### Directions for this task
Retype the material below. Keep every word exactly as it is.

═══

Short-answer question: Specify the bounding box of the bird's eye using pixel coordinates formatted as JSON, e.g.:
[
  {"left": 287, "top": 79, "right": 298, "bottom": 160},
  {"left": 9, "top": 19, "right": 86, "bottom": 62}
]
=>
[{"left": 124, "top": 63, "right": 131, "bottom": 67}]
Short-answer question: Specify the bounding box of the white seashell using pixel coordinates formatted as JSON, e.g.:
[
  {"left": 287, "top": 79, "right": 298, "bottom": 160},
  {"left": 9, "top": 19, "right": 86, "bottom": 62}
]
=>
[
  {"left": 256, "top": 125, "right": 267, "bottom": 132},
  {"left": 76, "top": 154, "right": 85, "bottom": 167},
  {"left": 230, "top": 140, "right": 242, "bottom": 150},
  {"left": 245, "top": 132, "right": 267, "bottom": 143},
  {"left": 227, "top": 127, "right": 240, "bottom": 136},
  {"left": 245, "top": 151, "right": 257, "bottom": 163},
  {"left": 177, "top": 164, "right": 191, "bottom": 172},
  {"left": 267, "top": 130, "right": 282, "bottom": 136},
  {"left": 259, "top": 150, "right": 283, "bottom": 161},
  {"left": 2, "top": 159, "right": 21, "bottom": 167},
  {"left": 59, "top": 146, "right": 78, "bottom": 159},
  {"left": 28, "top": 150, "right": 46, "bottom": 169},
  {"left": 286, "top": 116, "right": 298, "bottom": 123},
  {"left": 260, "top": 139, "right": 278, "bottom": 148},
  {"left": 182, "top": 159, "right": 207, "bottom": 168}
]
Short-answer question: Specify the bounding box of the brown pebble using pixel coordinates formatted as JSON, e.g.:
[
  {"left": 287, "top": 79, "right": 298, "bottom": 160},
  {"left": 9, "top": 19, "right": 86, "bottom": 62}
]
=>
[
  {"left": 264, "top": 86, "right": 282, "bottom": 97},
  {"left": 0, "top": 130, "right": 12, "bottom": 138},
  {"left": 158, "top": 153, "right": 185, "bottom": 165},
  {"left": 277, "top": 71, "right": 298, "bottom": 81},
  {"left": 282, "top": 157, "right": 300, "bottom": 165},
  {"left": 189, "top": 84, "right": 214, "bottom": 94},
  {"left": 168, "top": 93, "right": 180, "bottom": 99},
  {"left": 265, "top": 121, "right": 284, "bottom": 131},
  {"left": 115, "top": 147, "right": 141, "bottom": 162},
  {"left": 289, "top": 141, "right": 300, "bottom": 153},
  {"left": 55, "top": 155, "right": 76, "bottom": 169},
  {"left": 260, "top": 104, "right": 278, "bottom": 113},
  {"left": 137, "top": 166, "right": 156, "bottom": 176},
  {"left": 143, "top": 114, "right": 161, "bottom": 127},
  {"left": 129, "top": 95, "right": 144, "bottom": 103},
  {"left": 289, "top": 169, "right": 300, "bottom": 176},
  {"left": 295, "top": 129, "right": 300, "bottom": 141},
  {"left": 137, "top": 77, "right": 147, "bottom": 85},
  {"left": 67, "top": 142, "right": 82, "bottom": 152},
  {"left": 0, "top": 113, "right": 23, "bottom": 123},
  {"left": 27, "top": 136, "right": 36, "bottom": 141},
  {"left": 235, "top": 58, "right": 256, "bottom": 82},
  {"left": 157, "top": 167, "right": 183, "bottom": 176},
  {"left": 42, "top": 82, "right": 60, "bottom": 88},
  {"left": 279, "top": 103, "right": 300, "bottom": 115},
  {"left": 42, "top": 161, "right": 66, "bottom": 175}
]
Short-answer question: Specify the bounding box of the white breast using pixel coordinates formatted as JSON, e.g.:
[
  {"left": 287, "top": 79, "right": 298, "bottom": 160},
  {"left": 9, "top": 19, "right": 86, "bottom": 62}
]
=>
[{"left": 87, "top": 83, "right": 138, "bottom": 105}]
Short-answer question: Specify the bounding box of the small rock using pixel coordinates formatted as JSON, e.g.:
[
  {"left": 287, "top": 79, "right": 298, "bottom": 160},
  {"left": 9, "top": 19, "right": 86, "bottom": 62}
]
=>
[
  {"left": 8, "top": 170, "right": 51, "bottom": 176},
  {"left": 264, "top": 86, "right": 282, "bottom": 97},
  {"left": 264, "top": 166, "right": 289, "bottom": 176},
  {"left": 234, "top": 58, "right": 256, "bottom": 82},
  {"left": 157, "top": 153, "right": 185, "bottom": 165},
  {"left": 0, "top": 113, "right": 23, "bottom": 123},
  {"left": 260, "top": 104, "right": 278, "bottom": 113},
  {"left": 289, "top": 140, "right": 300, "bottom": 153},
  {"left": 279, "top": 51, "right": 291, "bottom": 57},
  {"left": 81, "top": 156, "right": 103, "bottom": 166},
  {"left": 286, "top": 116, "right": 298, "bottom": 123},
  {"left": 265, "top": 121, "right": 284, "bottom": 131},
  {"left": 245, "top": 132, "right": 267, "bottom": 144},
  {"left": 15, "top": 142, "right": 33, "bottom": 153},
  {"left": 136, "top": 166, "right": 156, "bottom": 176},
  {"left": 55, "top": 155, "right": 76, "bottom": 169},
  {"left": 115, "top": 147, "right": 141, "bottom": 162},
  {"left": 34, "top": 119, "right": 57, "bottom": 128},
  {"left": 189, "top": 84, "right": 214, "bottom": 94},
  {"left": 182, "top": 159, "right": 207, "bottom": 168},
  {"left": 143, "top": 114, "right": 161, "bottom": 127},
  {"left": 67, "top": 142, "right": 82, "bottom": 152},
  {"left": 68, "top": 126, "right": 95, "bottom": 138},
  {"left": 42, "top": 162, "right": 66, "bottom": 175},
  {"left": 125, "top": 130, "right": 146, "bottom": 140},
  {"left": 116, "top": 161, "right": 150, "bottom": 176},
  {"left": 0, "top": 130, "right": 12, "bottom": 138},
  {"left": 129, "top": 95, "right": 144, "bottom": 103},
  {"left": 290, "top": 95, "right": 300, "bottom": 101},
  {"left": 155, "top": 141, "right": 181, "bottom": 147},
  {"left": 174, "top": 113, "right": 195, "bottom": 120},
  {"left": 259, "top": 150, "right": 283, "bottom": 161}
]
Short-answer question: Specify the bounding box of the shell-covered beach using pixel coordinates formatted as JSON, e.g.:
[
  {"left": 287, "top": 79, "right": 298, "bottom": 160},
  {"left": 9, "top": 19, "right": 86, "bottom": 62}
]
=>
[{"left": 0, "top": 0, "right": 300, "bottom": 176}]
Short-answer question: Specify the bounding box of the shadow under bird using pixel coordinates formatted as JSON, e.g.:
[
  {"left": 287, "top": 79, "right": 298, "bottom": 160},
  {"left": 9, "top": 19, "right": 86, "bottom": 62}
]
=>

═══

### Response
Short-answer question: Specify the bounding box of the bird's eye using pixel coordinates formatted as JSON, e.g.:
[
  {"left": 287, "top": 79, "right": 298, "bottom": 160},
  {"left": 9, "top": 19, "right": 86, "bottom": 62}
]
=>
[{"left": 124, "top": 63, "right": 131, "bottom": 67}]
Short-answer question: Specify the bounding box of the white seashell using pixel coordinates formatted as JSON, e.g.:
[
  {"left": 287, "top": 79, "right": 298, "bottom": 160},
  {"left": 9, "top": 19, "right": 86, "bottom": 62}
]
=>
[
  {"left": 256, "top": 125, "right": 267, "bottom": 132},
  {"left": 76, "top": 154, "right": 85, "bottom": 167},
  {"left": 230, "top": 140, "right": 242, "bottom": 150},
  {"left": 245, "top": 132, "right": 267, "bottom": 143},
  {"left": 227, "top": 127, "right": 240, "bottom": 136},
  {"left": 245, "top": 151, "right": 257, "bottom": 163},
  {"left": 177, "top": 164, "right": 191, "bottom": 172},
  {"left": 267, "top": 130, "right": 282, "bottom": 136},
  {"left": 259, "top": 150, "right": 283, "bottom": 161},
  {"left": 2, "top": 159, "right": 21, "bottom": 167},
  {"left": 59, "top": 146, "right": 78, "bottom": 159},
  {"left": 28, "top": 150, "right": 46, "bottom": 169},
  {"left": 286, "top": 116, "right": 298, "bottom": 123},
  {"left": 260, "top": 139, "right": 278, "bottom": 148},
  {"left": 182, "top": 159, "right": 207, "bottom": 168}
]
Short-answer question: Specify the bounding box of the brown pebble using pixel coordinates formatted as JSON, e.g.:
[
  {"left": 287, "top": 79, "right": 298, "bottom": 160},
  {"left": 9, "top": 19, "right": 86, "bottom": 62}
]
=>
[
  {"left": 264, "top": 86, "right": 282, "bottom": 97},
  {"left": 0, "top": 130, "right": 12, "bottom": 138},
  {"left": 158, "top": 153, "right": 185, "bottom": 165},
  {"left": 277, "top": 71, "right": 298, "bottom": 81},
  {"left": 282, "top": 157, "right": 300, "bottom": 165},
  {"left": 189, "top": 84, "right": 214, "bottom": 94},
  {"left": 168, "top": 93, "right": 180, "bottom": 99},
  {"left": 265, "top": 121, "right": 284, "bottom": 131},
  {"left": 115, "top": 147, "right": 141, "bottom": 162},
  {"left": 289, "top": 141, "right": 300, "bottom": 153},
  {"left": 55, "top": 155, "right": 76, "bottom": 169},
  {"left": 260, "top": 104, "right": 278, "bottom": 113},
  {"left": 137, "top": 166, "right": 156, "bottom": 176},
  {"left": 143, "top": 114, "right": 161, "bottom": 127},
  {"left": 129, "top": 95, "right": 144, "bottom": 103},
  {"left": 289, "top": 169, "right": 300, "bottom": 176},
  {"left": 295, "top": 129, "right": 300, "bottom": 141},
  {"left": 137, "top": 77, "right": 147, "bottom": 85},
  {"left": 67, "top": 142, "right": 82, "bottom": 152},
  {"left": 0, "top": 113, "right": 23, "bottom": 123},
  {"left": 27, "top": 136, "right": 36, "bottom": 141},
  {"left": 235, "top": 58, "right": 256, "bottom": 82},
  {"left": 157, "top": 167, "right": 183, "bottom": 176},
  {"left": 42, "top": 82, "right": 60, "bottom": 88},
  {"left": 279, "top": 103, "right": 300, "bottom": 115},
  {"left": 42, "top": 161, "right": 66, "bottom": 175}
]
Short-answer question: Specify the bounding box of the white breast using pixel coordinates formatted as JSON, e.g.:
[
  {"left": 287, "top": 79, "right": 298, "bottom": 160},
  {"left": 9, "top": 19, "right": 86, "bottom": 62}
]
=>
[{"left": 87, "top": 83, "right": 138, "bottom": 105}]
Short-answer question: Specify the bounding box of the small rock using pixel coordinates formatted as JSON, e.g.:
[
  {"left": 287, "top": 79, "right": 298, "bottom": 160},
  {"left": 9, "top": 19, "right": 86, "bottom": 62}
]
=>
[
  {"left": 8, "top": 170, "right": 51, "bottom": 176},
  {"left": 264, "top": 86, "right": 282, "bottom": 97},
  {"left": 264, "top": 166, "right": 289, "bottom": 176},
  {"left": 234, "top": 58, "right": 256, "bottom": 82},
  {"left": 157, "top": 153, "right": 185, "bottom": 165},
  {"left": 0, "top": 113, "right": 23, "bottom": 123},
  {"left": 260, "top": 104, "right": 278, "bottom": 113},
  {"left": 289, "top": 140, "right": 300, "bottom": 153},
  {"left": 279, "top": 51, "right": 291, "bottom": 57},
  {"left": 81, "top": 156, "right": 103, "bottom": 166},
  {"left": 286, "top": 116, "right": 298, "bottom": 123},
  {"left": 265, "top": 121, "right": 284, "bottom": 131},
  {"left": 245, "top": 132, "right": 267, "bottom": 144},
  {"left": 15, "top": 142, "right": 33, "bottom": 153},
  {"left": 136, "top": 166, "right": 156, "bottom": 176},
  {"left": 55, "top": 155, "right": 76, "bottom": 169},
  {"left": 115, "top": 147, "right": 141, "bottom": 162},
  {"left": 34, "top": 119, "right": 57, "bottom": 128},
  {"left": 189, "top": 84, "right": 214, "bottom": 94},
  {"left": 182, "top": 159, "right": 207, "bottom": 168},
  {"left": 143, "top": 114, "right": 161, "bottom": 127},
  {"left": 67, "top": 142, "right": 82, "bottom": 152},
  {"left": 68, "top": 126, "right": 95, "bottom": 138},
  {"left": 42, "top": 162, "right": 66, "bottom": 175},
  {"left": 125, "top": 130, "right": 146, "bottom": 140},
  {"left": 116, "top": 161, "right": 150, "bottom": 176},
  {"left": 0, "top": 130, "right": 12, "bottom": 138},
  {"left": 129, "top": 95, "right": 144, "bottom": 103},
  {"left": 290, "top": 95, "right": 300, "bottom": 101},
  {"left": 155, "top": 141, "right": 181, "bottom": 147},
  {"left": 174, "top": 113, "right": 195, "bottom": 120},
  {"left": 259, "top": 150, "right": 283, "bottom": 161}
]
Short-answer question: Specify the bounding box of the shell-covered beach using pixel coordinates formatted as JSON, e.g.:
[
  {"left": 287, "top": 79, "right": 298, "bottom": 160},
  {"left": 9, "top": 19, "right": 86, "bottom": 62}
]
=>
[{"left": 0, "top": 0, "right": 300, "bottom": 176}]
Short-answer question: Specify the bounding box of the shadow under bird using pixel coordinates formatted as JSON, e.g.:
[
  {"left": 287, "top": 79, "right": 298, "bottom": 160},
  {"left": 9, "top": 19, "right": 86, "bottom": 62}
]
=>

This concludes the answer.